THE TASK: Word for word, restate every entry shown below.

WORKING DATA:
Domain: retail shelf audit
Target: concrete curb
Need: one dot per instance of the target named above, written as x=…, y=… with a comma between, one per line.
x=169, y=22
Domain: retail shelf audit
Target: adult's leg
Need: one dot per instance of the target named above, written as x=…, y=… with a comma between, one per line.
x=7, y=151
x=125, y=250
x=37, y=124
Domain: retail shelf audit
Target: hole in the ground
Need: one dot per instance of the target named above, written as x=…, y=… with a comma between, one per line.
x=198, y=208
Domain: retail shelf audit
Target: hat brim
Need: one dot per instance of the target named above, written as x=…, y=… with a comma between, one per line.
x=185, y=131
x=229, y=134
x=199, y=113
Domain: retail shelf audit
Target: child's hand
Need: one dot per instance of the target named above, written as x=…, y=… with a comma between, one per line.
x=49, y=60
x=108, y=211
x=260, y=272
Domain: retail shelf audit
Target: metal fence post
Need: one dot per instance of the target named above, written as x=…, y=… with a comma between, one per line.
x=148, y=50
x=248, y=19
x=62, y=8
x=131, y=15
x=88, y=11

EXERCISE RESULT:
Domain: retail shelf audit
Target: concrete curb
Need: one dot per instance of the target named above, written as x=…, y=… with a comma between, one per line.
x=169, y=22
Domain: retail shelf audit
Target: adult's leg
Need: one dot per instance of the target named above, written as x=…, y=… with a comma between, one per line.
x=7, y=151
x=125, y=250
x=37, y=124
Domain: retail shelf audit
Target: hole in the ground
Need: one dot per instance of the target named above, written as x=…, y=… with a comma between, one per line.
x=198, y=208
Domain: retail shelf audit
Target: hat brim
Need: one dot per instance of the target named above, written as x=…, y=… with a comma between, one per line.
x=185, y=131
x=229, y=134
x=199, y=113
Domain: retail shelf audit
Target: child's hand
Need: one dot per instance of the target named above, written as x=…, y=… with a comma between, one per line.
x=49, y=60
x=108, y=211
x=260, y=272
Domain: retail shelf audit
Target: metal fence post
Need: one dot per instance of the target named above, written as x=…, y=… with a comma between, one per line.
x=148, y=50
x=248, y=19
x=62, y=8
x=131, y=15
x=88, y=11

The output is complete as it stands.